### Given data

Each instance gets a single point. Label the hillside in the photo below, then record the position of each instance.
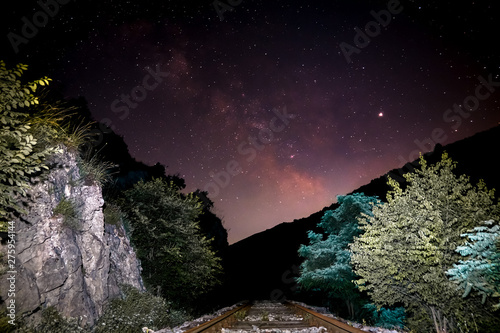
(263, 265)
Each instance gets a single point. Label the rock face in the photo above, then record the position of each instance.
(70, 260)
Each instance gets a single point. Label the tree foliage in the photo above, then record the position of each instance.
(409, 243)
(176, 260)
(481, 271)
(21, 155)
(327, 266)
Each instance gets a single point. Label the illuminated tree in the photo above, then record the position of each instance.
(327, 266)
(409, 243)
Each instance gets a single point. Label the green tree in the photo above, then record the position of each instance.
(327, 265)
(481, 271)
(176, 260)
(21, 155)
(409, 243)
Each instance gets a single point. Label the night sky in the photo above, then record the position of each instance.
(274, 107)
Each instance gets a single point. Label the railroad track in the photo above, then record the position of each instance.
(273, 317)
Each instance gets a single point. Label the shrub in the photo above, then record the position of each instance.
(136, 310)
(21, 155)
(387, 318)
(94, 170)
(112, 215)
(67, 209)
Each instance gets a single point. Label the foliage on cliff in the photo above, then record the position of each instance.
(176, 259)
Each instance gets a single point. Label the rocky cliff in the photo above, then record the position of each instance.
(66, 256)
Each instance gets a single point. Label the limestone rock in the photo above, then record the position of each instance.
(76, 267)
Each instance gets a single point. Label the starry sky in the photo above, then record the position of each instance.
(273, 107)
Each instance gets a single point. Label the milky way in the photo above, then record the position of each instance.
(282, 105)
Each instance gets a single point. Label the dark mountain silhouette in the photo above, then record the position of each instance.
(263, 265)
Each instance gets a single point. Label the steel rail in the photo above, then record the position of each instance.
(223, 321)
(314, 318)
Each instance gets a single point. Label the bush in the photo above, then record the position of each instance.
(387, 318)
(94, 170)
(67, 209)
(112, 215)
(136, 310)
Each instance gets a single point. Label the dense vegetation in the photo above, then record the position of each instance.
(412, 251)
(176, 259)
(179, 261)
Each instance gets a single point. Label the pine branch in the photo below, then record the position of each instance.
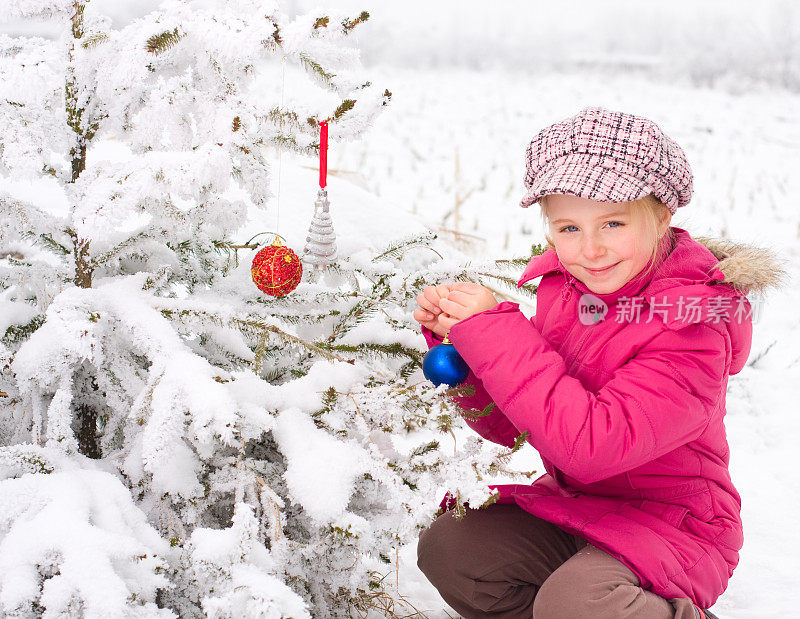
(46, 241)
(17, 333)
(387, 350)
(289, 143)
(349, 24)
(94, 40)
(473, 414)
(313, 67)
(398, 246)
(344, 107)
(159, 43)
(283, 118)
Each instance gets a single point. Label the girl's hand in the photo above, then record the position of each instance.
(446, 305)
(464, 300)
(430, 314)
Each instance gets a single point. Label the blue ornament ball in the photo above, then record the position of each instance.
(443, 364)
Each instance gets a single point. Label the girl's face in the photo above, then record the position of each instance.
(598, 242)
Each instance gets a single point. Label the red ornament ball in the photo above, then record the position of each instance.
(276, 269)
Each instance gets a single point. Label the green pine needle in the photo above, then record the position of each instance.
(159, 43)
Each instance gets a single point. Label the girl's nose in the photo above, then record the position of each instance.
(592, 247)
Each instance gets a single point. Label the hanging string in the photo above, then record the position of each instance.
(323, 154)
(280, 153)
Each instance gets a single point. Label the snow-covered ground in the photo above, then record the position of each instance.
(459, 135)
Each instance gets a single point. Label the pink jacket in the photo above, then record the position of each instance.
(627, 415)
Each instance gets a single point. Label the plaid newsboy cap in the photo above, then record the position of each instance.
(607, 156)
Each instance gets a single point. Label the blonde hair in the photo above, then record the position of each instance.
(647, 212)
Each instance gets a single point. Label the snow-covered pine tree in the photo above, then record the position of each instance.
(171, 441)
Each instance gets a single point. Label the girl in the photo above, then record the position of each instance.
(620, 381)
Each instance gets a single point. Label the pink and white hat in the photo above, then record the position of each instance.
(607, 156)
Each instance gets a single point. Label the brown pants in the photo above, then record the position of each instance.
(504, 562)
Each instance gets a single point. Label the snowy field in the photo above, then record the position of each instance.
(459, 136)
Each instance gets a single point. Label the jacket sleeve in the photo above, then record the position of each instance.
(659, 399)
(495, 426)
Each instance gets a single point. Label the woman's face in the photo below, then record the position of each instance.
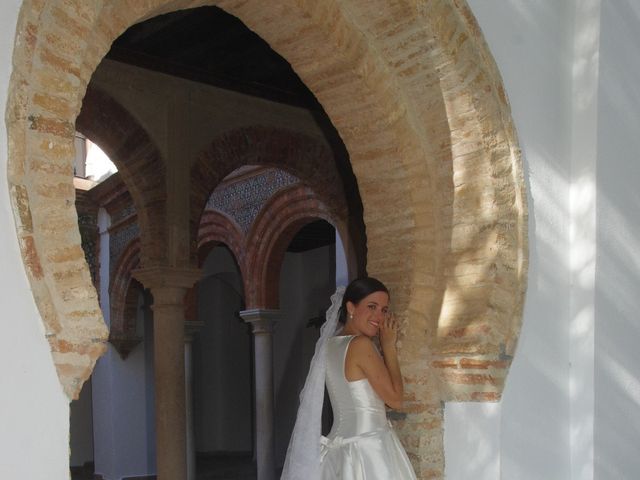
(368, 314)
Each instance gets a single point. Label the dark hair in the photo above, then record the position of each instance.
(357, 290)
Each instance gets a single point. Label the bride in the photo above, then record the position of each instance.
(361, 445)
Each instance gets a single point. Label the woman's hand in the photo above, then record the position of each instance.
(388, 331)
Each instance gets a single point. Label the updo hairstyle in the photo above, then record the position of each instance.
(357, 290)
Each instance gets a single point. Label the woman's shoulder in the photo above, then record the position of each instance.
(362, 344)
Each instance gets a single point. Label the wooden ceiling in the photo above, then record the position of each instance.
(208, 45)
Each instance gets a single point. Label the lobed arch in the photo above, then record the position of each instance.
(309, 159)
(417, 99)
(217, 228)
(270, 235)
(138, 159)
(123, 295)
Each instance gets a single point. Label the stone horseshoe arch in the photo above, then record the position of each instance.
(417, 99)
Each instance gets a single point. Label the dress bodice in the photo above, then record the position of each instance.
(357, 408)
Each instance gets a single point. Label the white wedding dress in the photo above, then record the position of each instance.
(362, 444)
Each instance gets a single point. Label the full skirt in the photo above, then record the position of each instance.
(374, 456)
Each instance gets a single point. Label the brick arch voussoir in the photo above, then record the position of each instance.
(270, 235)
(217, 228)
(387, 96)
(108, 124)
(306, 157)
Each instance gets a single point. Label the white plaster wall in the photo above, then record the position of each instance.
(527, 434)
(124, 444)
(81, 427)
(34, 411)
(617, 317)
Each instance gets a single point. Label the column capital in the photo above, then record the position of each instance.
(191, 328)
(262, 320)
(167, 277)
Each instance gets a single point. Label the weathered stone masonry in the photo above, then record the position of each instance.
(417, 99)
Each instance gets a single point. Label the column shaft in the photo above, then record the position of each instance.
(170, 392)
(262, 322)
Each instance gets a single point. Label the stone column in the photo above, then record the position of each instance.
(262, 322)
(191, 328)
(168, 286)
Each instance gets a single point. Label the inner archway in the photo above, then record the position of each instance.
(424, 117)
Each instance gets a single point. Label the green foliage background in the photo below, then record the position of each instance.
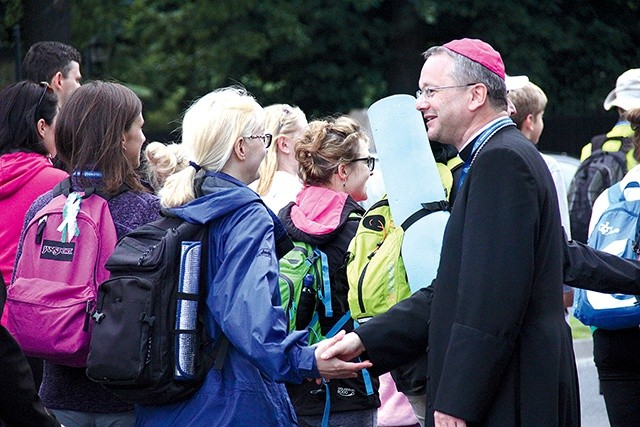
(329, 57)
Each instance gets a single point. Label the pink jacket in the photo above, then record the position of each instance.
(23, 177)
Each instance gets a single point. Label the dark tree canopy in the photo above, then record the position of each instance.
(329, 57)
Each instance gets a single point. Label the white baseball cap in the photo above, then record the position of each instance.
(626, 95)
(515, 82)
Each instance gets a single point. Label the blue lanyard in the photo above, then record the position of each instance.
(88, 174)
(479, 143)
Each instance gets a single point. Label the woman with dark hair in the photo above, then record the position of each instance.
(334, 165)
(98, 137)
(27, 122)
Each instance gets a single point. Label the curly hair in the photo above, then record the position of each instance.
(324, 145)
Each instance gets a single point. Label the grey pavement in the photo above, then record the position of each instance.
(594, 413)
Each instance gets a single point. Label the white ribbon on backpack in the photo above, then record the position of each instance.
(69, 226)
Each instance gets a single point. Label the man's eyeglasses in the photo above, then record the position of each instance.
(45, 89)
(371, 162)
(428, 91)
(266, 138)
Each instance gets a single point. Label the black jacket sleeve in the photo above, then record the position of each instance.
(400, 335)
(588, 268)
(20, 404)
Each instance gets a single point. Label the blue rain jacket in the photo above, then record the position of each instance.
(243, 302)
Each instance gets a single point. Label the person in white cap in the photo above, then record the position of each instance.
(607, 158)
(624, 97)
(616, 352)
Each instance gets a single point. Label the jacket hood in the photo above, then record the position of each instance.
(218, 194)
(317, 214)
(17, 169)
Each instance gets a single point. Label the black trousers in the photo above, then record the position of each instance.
(617, 358)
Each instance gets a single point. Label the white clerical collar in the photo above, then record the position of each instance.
(479, 131)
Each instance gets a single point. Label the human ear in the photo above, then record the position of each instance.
(240, 148)
(56, 81)
(41, 127)
(343, 171)
(479, 96)
(284, 144)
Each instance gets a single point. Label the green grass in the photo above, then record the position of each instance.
(578, 330)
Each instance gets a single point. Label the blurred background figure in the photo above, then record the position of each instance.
(27, 145)
(99, 138)
(279, 183)
(55, 63)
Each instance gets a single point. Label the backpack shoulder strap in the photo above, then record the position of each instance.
(597, 142)
(426, 209)
(63, 187)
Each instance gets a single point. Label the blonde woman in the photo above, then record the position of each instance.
(279, 182)
(224, 138)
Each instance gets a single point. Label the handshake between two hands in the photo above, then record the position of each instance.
(333, 356)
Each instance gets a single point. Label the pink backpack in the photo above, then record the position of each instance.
(64, 251)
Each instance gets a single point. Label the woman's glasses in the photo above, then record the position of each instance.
(371, 162)
(266, 138)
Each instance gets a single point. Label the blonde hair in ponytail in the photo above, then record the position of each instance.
(281, 120)
(210, 127)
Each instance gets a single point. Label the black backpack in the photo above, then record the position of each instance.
(149, 344)
(595, 174)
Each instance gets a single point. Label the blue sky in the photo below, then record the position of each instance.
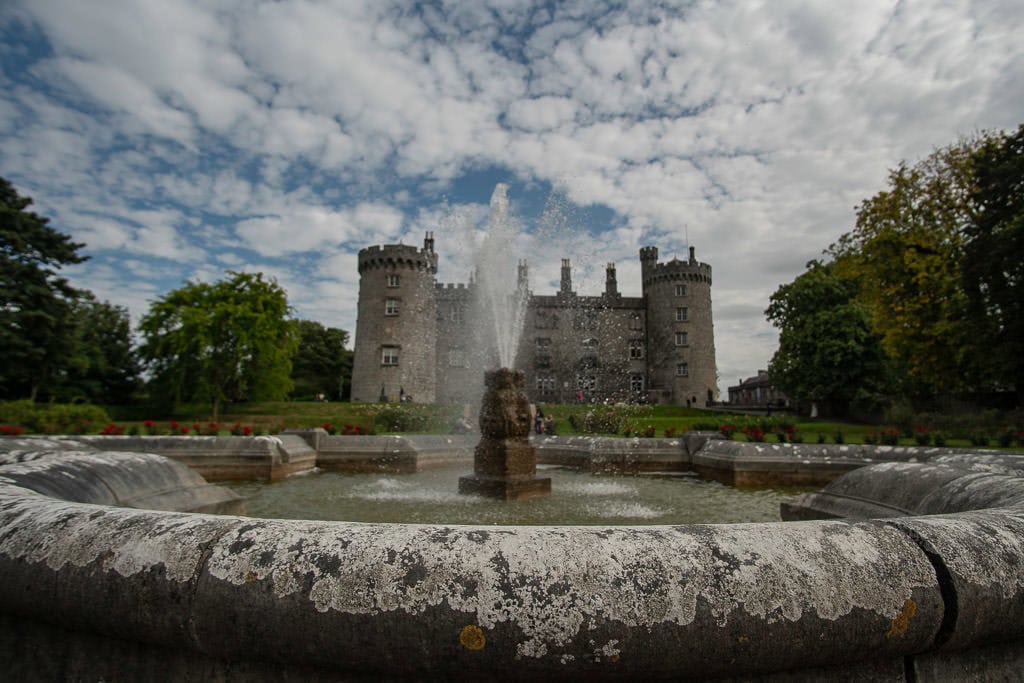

### What the task asks
Extract word for word every line from the line that contains "Each instance gets a single point. Label the pink backpack" to the final line of the data, both included, and nothing else; skip the pictures.

### Answer to this task
Each instance gets a single point. Label the pink backpack in the photo above, then record the position of each instance.
(64, 251)
Each instance gets a single point. Label the woman's glasses in the photo above, then record the position of each instance.
(371, 162)
(266, 138)
Each instance gets a single point. Label the blonde hair in ponytail in the photo above, then record the position of each instance.
(281, 120)
(210, 127)
Each instance gets a single point. Label the black backpack in the photo above, then record the position of each instance.
(149, 344)
(595, 174)
Each instance gets a single point. Label the blue sky in the photo below, then record the position of each instance.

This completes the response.